# Text passage
Otto John Jelinek (Czech: Otakar Jelínek; May 20, 1940 – September 5, 2026) was a Czech-Canadian businessman, figure skater and politician. His family fled to Switzerland, then to Canada from Czechoslovakia in 1948, following the Communist coup d'état when communists nationalized his father's cork and aluminium caps factory. Jelinek was appointed ambassador of Canada to the Czech Republic in August 2013.

==Figure skating career==

International
| Event | 1955 | 1956 | 1957 | 1958 | 1959 | 1960 | 1961 | 1962 |
| Winter Olympic Games |  |  |  |  |  | 4th |  |  |
| World Championships |  |  | 3rd | 3rd | 4th | 2nd |  | 1st |
| North American Championships |  |  | 2nd |  |  |  | 1st |  |
National
| Canadian Championships | 1st J. | 2nd | 2nd | 2nd |  | 2nd | 1st | 1st |

- J = Junior level
Jelinek competed as a pair skater with his sister, Maria. They are the 1962 World Champions, the 1961 North American national champions, and 1961-1962 Canadian national champions. They represented Canada at the 1960 Winter Olympics, where they placed 4th.

After they won the World Championships in 1962, the Jelineks retired from competition, and toured professionally with Ice Capades. In late 1963, Jelinek became engaged to Darlene Streich, an American ice dancer who went on to win the U.S. Championships in that discipline in 1964.

# Brief 1
Translate this sentence from the Otto Jelinek passage into Spanish: "Jelinek was appointed ambassador of Canada to the Czech Republic in August 2013."
# Brief 2
Go on with the Otto Jelinek passage, starting right after its last sentence.

# Records from a collection
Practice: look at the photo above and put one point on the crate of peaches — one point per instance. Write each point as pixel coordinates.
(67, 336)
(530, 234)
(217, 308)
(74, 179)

# Expected answer 1
Jelinek fue nombrado embajador de Canadá en la República Checa en agosto de 2013.

# Expected answer 2
The Jelineks were inducted into Canada's Sports Hall of Fame in 1962 and into the Skate Canada Hall of Fame in 1994.

==Political career==
After retiring from professional skating, Jelinek started a business, Canadian Skate Industries, to manufacture figure and hockey skates for the mass market. He also had considerable investments in real estate.

After a time in business, Otto Jelinek entered politics and was elected in the 1972 election to the House of Commons as the Progressive Conservative Member of Parliament (MP) for High Park-Humber Valley in Metropolitan Toronto.

He was re-elected in 1974.

In 1979, he switched to the riding of Halton, where he ran and won in the 1979 federal election.

When the Tories formed the government after the 1984 election, Prime Minister Brian Mulroney appointed Jelinek to the Cabinet as Minister of State for Fitness and Amateur Sport, and the Minister responsible for Multiculturalism.

In 1988, he was named Minister of Supply and Services, and later, Minister of National Revenue.

Jelinek was returned to the Parliament in the 1988 federal election in Oakville—Milton.

He left politics after Mulroney retired and did not run in the 1993 election.

In 2013, he was appointed ambassador of Canada to the Czech Republic.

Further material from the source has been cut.